◆ **読んで応用**:
- 1) 抜粋によると、島崎先生が大学卒業後に2年間勤めた一次診療の病院はどこですか。
- 2) 抜粋にある次の文を英語に訳してください。「「犬や猫が好き」というよりも「手に職をつけたい」という気持ちが強かったように思います。」

◆ **抜粋**:
+++

これからの獣医療はどうなっていくのか。
そして、獣医師は今後どのように学んでいくべきか。

インタビューシリーズ「獣医療のミライ」では、
各分野で活躍する新進気鋭のスペシャリストたちに、
研究や臨床から得た経験をもとにした
未来へのビジョンや見解を語っていただきます。

第4回はアジア獣医皮膚科専門医協会 レジデントの島崎洋太郎先生です。

臨床での「なぜ」を追求 深い知識求め、研修医の道へ

―島崎先生が獣医師になりたいと考えはじめたのは、いつ頃だったのでしょうか?
  「何らかの専門職に就きたい」と考え始めたのが、中学生の頃だったと思います。うちの親族はサラリーマンが多いのですが、毎朝、電車に乗って会社に行って、夕方に帰ってきて…という勤め人の生活を将来の自分の姿として考えるには違和感があって。その後、高校1年生のときに理系を選択し進路として考えていた農学部の中で、最も興味をもてたのが獣医学科でした。「犬や猫が好き」というよりも「手に職をつけたい」という気持ちが強かったように思います。
 
農学部を選んだ理由が、子供の頃から自然や動物との暮らしへの憧れが強かったからだと思います。子供の頃はよく、栃木県のかなり田舎にある母の実家に遊びに行っていましたが、母の実家では犬や猫をいつも飼っていました。交通事故で脚を1本失ってしまっていた犬もいましたが、その子を散歩に連れて行くと3本足で器用に走り、当時小学2~3年生だった幼い僕を気遣って歩調を合わせてくれたり、振り返って目で合図をしてくれる。「犬って優しい、頭のいい生き物なんだ」と、すごく感動した記憶があります。そうした動物に対するよいイメージが、母校の酪農学園大学を選んだ背景にあったのかもしれません。


―大学卒業後は一次診療医として 2 年間携わっておられたとか。
 はい。東京都大田区にある中馬動物病院という比較的大きな一次診療の病院で、院長先生をはじめ先輩の先生には本当によくしてもらいました。私は大学の専攻が公衆衛生だったので、動物をほとんど触った経験がない状態からのスタート。犬・猫ではなく菌と向き合う大学生活でしたから(笑)、就職したばかりの頃は本当に何もできなかったです。

+++

◆ **提供情報**:
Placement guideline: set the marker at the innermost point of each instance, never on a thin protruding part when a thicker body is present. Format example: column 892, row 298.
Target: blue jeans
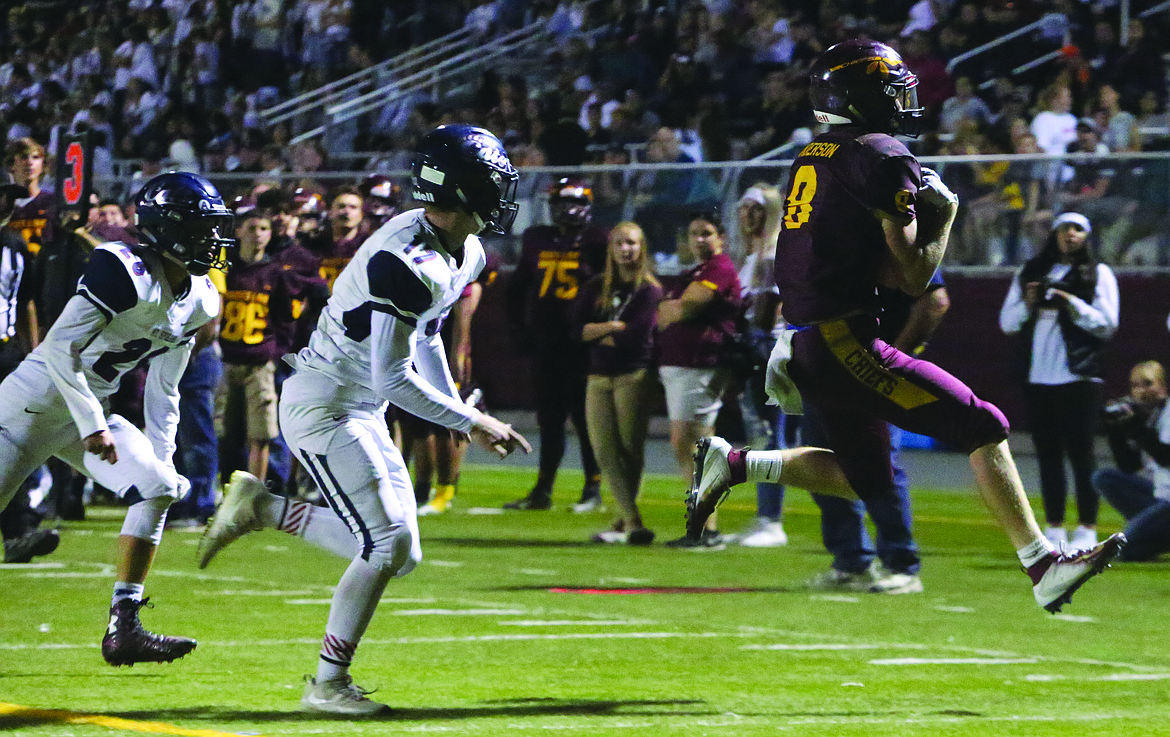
column 1147, row 516
column 280, row 457
column 197, row 455
column 769, row 496
column 842, row 527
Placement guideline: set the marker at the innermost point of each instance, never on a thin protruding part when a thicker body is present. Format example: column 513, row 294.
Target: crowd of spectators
column 180, row 83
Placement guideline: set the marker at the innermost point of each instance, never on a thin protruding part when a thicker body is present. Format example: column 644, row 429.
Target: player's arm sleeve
column 1014, row 311
column 160, row 399
column 1102, row 316
column 431, row 363
column 76, row 328
column 391, row 359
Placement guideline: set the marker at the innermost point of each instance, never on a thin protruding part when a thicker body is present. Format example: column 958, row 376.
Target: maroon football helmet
column 380, row 198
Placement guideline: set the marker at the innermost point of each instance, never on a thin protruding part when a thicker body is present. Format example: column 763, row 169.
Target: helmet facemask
column 908, row 114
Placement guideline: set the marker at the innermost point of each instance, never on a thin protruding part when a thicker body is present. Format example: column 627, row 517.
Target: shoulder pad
column 886, row 146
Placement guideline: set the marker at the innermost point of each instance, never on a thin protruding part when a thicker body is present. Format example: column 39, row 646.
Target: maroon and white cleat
column 1058, row 576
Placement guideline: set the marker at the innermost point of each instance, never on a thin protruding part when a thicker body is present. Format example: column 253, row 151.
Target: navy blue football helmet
column 466, row 167
column 866, row 83
column 183, row 215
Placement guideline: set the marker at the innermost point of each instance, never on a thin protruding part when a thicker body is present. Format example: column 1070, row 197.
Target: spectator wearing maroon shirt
column 695, row 319
column 555, row 261
column 617, row 312
column 33, row 217
column 935, row 83
column 256, row 329
column 345, row 228
column 438, row 452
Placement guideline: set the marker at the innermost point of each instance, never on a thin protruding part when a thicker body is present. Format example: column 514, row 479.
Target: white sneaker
column 896, row 584
column 1059, row 574
column 234, row 517
column 338, row 696
column 710, row 483
column 1058, row 537
column 1084, row 538
column 765, row 534
column 842, row 580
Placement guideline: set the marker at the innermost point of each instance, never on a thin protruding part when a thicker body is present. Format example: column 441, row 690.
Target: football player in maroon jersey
column 862, row 213
column 555, row 261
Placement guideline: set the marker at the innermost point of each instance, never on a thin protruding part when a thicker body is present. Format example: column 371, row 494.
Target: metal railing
column 403, row 63
column 458, row 66
column 1130, row 228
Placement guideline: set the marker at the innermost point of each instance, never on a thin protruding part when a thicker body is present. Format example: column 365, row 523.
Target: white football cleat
column 338, row 696
column 235, row 516
column 1058, row 576
column 710, row 484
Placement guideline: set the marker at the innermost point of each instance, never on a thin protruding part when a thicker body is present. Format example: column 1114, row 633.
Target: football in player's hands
column 934, row 192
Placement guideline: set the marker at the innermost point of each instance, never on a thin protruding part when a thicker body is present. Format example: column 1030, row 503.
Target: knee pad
column 393, row 552
column 145, row 518
column 163, row 482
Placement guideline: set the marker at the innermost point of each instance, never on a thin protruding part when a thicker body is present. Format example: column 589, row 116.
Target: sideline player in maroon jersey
column 555, row 261
column 34, row 215
column 861, row 213
column 344, row 229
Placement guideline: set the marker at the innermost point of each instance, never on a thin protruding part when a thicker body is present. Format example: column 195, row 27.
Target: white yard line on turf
column 376, row 641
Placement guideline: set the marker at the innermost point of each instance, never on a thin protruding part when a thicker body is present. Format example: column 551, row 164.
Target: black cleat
column 128, row 642
column 534, row 501
column 1057, row 577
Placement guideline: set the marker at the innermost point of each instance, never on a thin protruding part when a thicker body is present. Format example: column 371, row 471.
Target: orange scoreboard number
column 75, row 174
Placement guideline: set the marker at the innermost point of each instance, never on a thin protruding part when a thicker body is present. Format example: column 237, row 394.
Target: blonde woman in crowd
column 618, row 314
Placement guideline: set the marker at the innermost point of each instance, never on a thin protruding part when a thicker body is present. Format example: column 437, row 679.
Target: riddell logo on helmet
column 880, row 64
column 495, row 157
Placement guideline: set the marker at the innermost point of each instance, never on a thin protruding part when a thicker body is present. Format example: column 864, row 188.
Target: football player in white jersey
column 378, row 341
column 135, row 303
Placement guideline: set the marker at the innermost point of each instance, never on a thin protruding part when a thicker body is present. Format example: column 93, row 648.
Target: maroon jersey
column 832, row 245
column 33, row 219
column 697, row 342
column 550, row 271
column 257, row 324
column 632, row 349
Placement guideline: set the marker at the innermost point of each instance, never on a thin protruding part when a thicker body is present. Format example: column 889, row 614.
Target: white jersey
column 124, row 314
column 379, row 332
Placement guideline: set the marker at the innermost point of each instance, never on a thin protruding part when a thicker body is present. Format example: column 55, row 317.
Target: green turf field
column 477, row 642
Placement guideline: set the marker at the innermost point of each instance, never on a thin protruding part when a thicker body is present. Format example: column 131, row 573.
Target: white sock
column 316, row 524
column 355, row 600
column 270, row 509
column 764, row 465
column 123, row 590
column 1034, row 551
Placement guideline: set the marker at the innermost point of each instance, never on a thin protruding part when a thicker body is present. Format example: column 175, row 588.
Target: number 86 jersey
column 832, row 246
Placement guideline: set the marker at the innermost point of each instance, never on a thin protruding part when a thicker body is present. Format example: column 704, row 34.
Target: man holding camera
column 1138, row 432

+++

◆ **課題の解答**:
- 1) 東京都大田区にある中馬動物病院です。

- 2) I think my feeling of "wanting to have a professional skill" was stronger than "liking dogs and cats."